[Cuplikan Dokumen]
■ ■ ■ ■ ■

Inilah Area Parkir Terlarang Di Banda Aceh

"Usia mereka bisa diperkirakan sekitar 17-24 tahun. Namun aku tidak tahu parsis mereka layaknya anak alay itu dari golongan mana dan siapa orangtuanya. Yang pasti menurut amatanku, bila dilihat dari ke-alay-annya, mereka adalah anak orang yang berpenghasilan menengah keatas". 
Susunan Parkirnya Rapi sangat
Minggu malam, tepatnya tanggal 10 April 2016, Aku penuhi sebuah undangan rapat via Short Message Service (SMS) dari bang Bro yang dilayangkan pagi tadi. Bang Bro adalah salah seorang senior di sebuah organisasi mahasiswa (maaf off the record) dan sekaligus sekretaris di salah satu orgnisasi kepemudaan (OKP) yang ada di Banda Aceh. Akibat memenuhi undangan tersebut, usai sholat isya, aku bergeges dengan membawa ransel kecil di belakang. Tanpa ku membawa laptop dan dengan keadaan tergesa-gesa bak orang  kebelet BAB, kuda hitam pun ku paksa untuk melaju kencang, mengingat waktu sudah melebihi dari yang dijanjikan. 

Setiba disana, tepatnya disebuah warung kopi (warkop) di seputaran jalan P. Nyak Makam, Lampineung, Banda Aceh. Seperti biasa, parkir dan rapikan rambut sedikit, biar tidak terlalu acak-acakan meskipun rambut hampir kayak rambut singa jantan usai berantam berebut singa betina. 

Haha.. Selepas itu,  rambut sudah sedikit rapi, meskipun tidak serapi rambut Jack di film Titanic yang diperankan oleh Leonardo Dicaprio yang begitu licin dan mengkilap serta mampu membuat lalat terpeleset bila hinggap dirambutnya. 

So, ketika melewati barisan meja di warkop tersebut, dua orang teman yang tidak aku sebutkan namanya, sudah menunggu agak sedikit lama. Sehingga untuk mengusir rasa bosan, mereka pun pesan kopi lebih duluan sebelum kedatanganku. Maklum kedatanganku agak sedikit terlambat, oleh sebab itu, kopi yang ada dalam gelas mereka sudah duluan di nikmati sebelum aku tiba. Tapi itu tidak jadi masalah, toh kalaupun kopinya habis duluan, kan bisa isi ulang layaknya isi ulang air minum. Hehehehe..

■ ■ ■ ■ ■

[Yang Dikerjakan]
Jelaskan alasan kedua teman penulis dalam cuplikan dokumen di atas sudah memesan kopi sebelum penulis tiba di warkop.

■ ■ ■ ■ ■

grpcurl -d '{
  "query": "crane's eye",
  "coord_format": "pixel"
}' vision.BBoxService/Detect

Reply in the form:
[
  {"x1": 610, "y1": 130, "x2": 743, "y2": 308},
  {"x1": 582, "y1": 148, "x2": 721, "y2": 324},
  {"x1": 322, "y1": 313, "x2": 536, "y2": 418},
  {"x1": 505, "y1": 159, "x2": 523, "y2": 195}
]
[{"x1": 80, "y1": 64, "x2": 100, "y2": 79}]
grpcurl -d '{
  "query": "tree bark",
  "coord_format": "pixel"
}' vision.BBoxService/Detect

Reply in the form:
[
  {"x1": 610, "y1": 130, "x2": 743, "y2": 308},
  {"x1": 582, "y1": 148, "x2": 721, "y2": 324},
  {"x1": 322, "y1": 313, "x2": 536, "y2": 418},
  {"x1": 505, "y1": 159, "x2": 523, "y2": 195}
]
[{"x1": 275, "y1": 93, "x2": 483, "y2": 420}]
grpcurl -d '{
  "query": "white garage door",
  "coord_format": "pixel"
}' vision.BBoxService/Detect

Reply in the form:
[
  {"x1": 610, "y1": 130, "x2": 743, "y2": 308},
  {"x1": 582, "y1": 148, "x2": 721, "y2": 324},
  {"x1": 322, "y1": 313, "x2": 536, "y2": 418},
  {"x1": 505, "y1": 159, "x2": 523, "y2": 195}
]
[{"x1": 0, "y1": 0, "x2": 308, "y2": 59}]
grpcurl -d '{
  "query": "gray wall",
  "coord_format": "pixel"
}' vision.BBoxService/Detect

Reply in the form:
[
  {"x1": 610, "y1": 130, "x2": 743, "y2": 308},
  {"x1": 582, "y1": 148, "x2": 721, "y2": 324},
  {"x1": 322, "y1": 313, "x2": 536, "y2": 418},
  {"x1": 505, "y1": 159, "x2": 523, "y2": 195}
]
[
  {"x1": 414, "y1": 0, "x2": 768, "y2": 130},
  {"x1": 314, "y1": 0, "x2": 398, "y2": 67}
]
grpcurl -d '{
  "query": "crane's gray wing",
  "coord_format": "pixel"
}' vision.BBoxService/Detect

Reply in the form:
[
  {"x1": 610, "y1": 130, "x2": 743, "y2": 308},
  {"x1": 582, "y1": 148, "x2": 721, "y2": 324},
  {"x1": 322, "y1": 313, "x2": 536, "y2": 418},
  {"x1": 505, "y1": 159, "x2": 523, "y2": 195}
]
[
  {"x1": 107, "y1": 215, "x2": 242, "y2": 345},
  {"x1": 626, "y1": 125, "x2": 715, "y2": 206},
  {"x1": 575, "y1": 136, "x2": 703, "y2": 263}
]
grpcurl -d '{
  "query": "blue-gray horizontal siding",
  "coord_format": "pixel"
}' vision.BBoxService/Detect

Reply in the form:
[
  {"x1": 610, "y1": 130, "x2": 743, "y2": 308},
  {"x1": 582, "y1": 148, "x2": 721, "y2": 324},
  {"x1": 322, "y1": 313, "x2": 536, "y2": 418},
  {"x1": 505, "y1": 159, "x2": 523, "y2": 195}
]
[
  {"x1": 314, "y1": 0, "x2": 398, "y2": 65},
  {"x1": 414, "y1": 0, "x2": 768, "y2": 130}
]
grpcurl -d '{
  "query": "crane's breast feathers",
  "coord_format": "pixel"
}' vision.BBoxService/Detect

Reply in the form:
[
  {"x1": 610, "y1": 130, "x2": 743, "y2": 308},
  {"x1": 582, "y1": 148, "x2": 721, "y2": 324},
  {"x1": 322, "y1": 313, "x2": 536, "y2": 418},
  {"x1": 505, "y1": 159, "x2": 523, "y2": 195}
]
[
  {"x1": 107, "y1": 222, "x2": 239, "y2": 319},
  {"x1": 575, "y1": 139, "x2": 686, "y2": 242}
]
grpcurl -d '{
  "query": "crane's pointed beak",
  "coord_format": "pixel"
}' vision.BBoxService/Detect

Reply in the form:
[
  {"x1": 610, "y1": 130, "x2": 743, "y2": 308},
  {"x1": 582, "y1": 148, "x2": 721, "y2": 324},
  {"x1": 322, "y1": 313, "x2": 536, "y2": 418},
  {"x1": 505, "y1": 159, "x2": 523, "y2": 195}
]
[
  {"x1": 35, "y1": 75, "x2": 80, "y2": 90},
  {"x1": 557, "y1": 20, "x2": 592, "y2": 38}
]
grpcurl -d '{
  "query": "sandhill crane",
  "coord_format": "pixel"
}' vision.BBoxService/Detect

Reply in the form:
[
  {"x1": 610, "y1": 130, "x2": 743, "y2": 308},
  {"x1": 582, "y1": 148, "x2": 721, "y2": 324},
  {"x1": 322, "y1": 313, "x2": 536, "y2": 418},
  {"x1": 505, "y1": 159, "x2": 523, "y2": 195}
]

■ ■ ■ ■ ■

[Jawaban]
Kedua teman itu sudah menunggu agak lama karena penulis datang sedikit terlambat. Untuk mengusir rasa bosan, mereka memesan kopi lebih dulu.